TASK BRIEF:
Scan the material below for the string "butterfly", and copy every line where it shows up.

═════ RECORDED INFORMATION ═════

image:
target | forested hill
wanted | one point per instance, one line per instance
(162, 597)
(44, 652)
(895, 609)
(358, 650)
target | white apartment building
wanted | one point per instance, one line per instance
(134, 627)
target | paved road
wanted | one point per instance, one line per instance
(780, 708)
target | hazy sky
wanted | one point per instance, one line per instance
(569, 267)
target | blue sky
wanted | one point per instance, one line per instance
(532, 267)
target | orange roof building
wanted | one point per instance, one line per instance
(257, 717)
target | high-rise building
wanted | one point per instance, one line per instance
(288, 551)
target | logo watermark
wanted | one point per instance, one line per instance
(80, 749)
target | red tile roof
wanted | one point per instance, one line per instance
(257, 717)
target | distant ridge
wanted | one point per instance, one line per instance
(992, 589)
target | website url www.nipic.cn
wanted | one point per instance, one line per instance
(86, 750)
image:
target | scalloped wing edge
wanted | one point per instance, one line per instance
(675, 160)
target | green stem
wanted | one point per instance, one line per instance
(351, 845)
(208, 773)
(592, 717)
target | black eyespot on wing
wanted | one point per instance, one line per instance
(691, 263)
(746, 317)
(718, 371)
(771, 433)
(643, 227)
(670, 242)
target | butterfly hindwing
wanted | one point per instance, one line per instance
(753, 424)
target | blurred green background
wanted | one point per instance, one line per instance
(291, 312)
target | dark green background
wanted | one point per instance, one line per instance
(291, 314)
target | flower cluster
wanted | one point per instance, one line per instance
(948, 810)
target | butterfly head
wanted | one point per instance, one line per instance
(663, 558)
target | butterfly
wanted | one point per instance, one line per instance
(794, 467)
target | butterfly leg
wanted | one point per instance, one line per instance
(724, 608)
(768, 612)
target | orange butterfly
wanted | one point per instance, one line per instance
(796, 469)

═════

WRITTEN RESPONSE:
target | butterfly hindwing
target | butterfly head
target | butterfly
target | butterfly leg
target | orange butterfly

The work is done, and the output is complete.